#### Required work:
Repeat the data below exactly, dropping any pictures it holds.

#### Raw data:

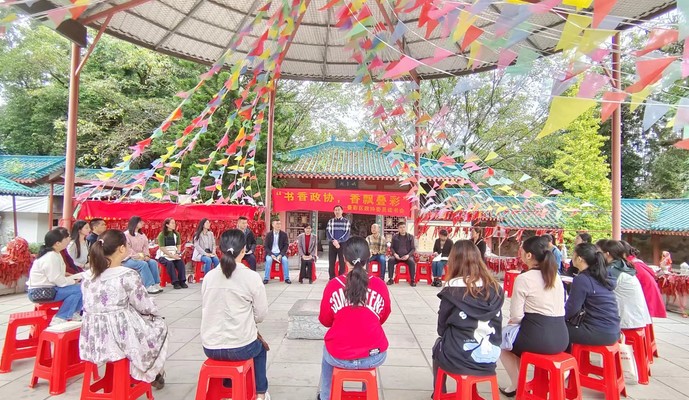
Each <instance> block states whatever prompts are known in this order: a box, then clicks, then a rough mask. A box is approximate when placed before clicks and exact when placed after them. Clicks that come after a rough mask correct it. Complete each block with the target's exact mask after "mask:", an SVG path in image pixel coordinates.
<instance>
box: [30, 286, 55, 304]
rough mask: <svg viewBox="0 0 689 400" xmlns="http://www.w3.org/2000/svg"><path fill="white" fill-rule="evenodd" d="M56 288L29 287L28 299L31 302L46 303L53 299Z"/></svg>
mask: <svg viewBox="0 0 689 400" xmlns="http://www.w3.org/2000/svg"><path fill="white" fill-rule="evenodd" d="M56 295H57V290H56V289H55V286H50V287H38V288H31V289H29V300H30V301H31V302H32V303H47V302H50V301H53V300H55V296H56Z"/></svg>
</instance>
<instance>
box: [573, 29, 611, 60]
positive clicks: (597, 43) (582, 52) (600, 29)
mask: <svg viewBox="0 0 689 400" xmlns="http://www.w3.org/2000/svg"><path fill="white" fill-rule="evenodd" d="M615 33H617V31H615V30H611V29H586V30H584V34H583V35H582V37H581V42H580V43H579V49H578V51H579V53H581V54H588V53H590V52H592V51H594V50H596V49H597V48H598V47H600V45H601V43H603V42H604V41H606V40H608V38H609V37H610V36H612V35H614V34H615Z"/></svg>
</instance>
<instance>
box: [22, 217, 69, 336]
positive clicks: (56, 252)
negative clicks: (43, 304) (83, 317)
mask: <svg viewBox="0 0 689 400" xmlns="http://www.w3.org/2000/svg"><path fill="white" fill-rule="evenodd" d="M67 243H69V237H64V236H63V235H62V233H61V232H60V231H59V230H58V229H53V230H51V231H49V232H48V233H46V234H45V238H44V245H43V246H41V249H40V250H39V252H38V258H36V261H34V263H33V265H32V266H31V270H30V271H29V282H27V285H28V286H29V299H35V295H36V293H37V292H39V291H44V289H46V288H53V289H54V291H55V296H54V297H53V298H52V299H45V298H43V299H42V301H62V305H61V306H60V310H58V312H57V314H56V315H55V316H54V317H53V319H52V321H50V325H56V324H60V323H63V322H66V321H67V320H70V319H71V320H75V321H80V320H81V307H82V297H81V285H79V283H80V282H81V275H79V274H77V275H71V276H69V277H67V276H65V270H66V266H65V262H64V260H63V259H62V256H61V255H60V252H61V251H62V250H64V249H65V248H66V247H67Z"/></svg>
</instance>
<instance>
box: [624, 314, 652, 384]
mask: <svg viewBox="0 0 689 400" xmlns="http://www.w3.org/2000/svg"><path fill="white" fill-rule="evenodd" d="M622 333H623V334H624V339H625V340H624V342H625V343H626V344H629V345H631V346H632V349H633V350H634V362H635V363H636V370H637V371H638V373H639V384H641V385H648V377H649V376H650V375H651V366H650V362H649V361H648V351H647V349H646V329H645V328H639V329H622Z"/></svg>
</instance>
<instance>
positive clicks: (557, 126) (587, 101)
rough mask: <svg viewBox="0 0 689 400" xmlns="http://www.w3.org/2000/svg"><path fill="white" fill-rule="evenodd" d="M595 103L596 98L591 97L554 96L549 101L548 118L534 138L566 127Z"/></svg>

#### Result for this exercise:
Each <instance> block states whatever prompts are known in this order: a box, then clicks, then a rough mask. A box is approximate when placed before clicks and exact when placed after them. Clicks that come after a rough mask correct it. Complete each block with the target's exact mask after "mask:", an SVG path in image pixel coordinates.
<instance>
box: [30, 286, 55, 304]
rough mask: <svg viewBox="0 0 689 400" xmlns="http://www.w3.org/2000/svg"><path fill="white" fill-rule="evenodd" d="M56 288L29 287L28 299L31 302L46 303L53 299Z"/></svg>
mask: <svg viewBox="0 0 689 400" xmlns="http://www.w3.org/2000/svg"><path fill="white" fill-rule="evenodd" d="M56 295H57V290H56V289H55V286H50V287H38V288H31V289H29V300H30V301H31V302H32V303H47V302H50V301H53V300H55V296H56Z"/></svg>
</instance>
<instance>
box: [573, 29, 611, 60]
positive clicks: (597, 43) (582, 52) (600, 29)
mask: <svg viewBox="0 0 689 400" xmlns="http://www.w3.org/2000/svg"><path fill="white" fill-rule="evenodd" d="M615 33H617V31H615V30H611V29H586V30H584V34H583V35H582V37H581V42H580V43H579V49H578V51H579V53H581V54H588V53H590V52H592V51H594V50H596V49H597V48H598V47H600V45H601V43H603V42H604V41H606V40H608V38H609V37H610V36H612V35H614V34H615Z"/></svg>
</instance>
<instance>
box: [22, 217, 69, 336]
positive clicks: (56, 252)
negative clicks: (43, 304) (83, 317)
mask: <svg viewBox="0 0 689 400" xmlns="http://www.w3.org/2000/svg"><path fill="white" fill-rule="evenodd" d="M67 243H69V237H64V236H63V235H62V233H61V232H60V231H59V230H58V229H53V230H51V231H49V232H48V233H46V234H45V238H44V245H43V246H41V249H40V250H39V252H38V258H36V261H34V263H33V265H32V266H31V270H30V271H29V282H27V285H28V286H29V299H35V295H36V293H37V292H39V291H44V289H46V288H53V289H54V291H55V296H54V297H53V298H52V299H45V298H43V299H42V301H62V305H61V306H60V310H58V312H57V314H56V315H55V316H54V317H53V319H52V321H50V325H56V324H60V323H63V322H66V321H67V320H70V319H71V320H75V321H80V320H81V307H82V297H81V285H79V283H80V282H81V275H79V274H77V275H71V276H69V277H67V276H65V270H66V266H65V262H64V260H63V259H62V256H61V255H60V252H61V251H62V250H64V249H65V248H66V247H67Z"/></svg>
</instance>
<instance>
box: [624, 314, 652, 384]
mask: <svg viewBox="0 0 689 400" xmlns="http://www.w3.org/2000/svg"><path fill="white" fill-rule="evenodd" d="M622 333H623V334H624V339H625V340H624V342H625V343H626V344H629V345H631V346H632V349H633V350H634V362H635V363H636V370H637V371H638V373H639V384H641V385H648V377H649V376H650V375H651V366H650V362H649V361H648V351H647V349H646V329H645V328H639V329H622Z"/></svg>
</instance>
<instance>
positive clicks: (557, 126) (587, 101)
rough mask: <svg viewBox="0 0 689 400" xmlns="http://www.w3.org/2000/svg"><path fill="white" fill-rule="evenodd" d="M595 103L596 98L591 97L554 96L549 101L548 118L534 138L566 127Z"/></svg>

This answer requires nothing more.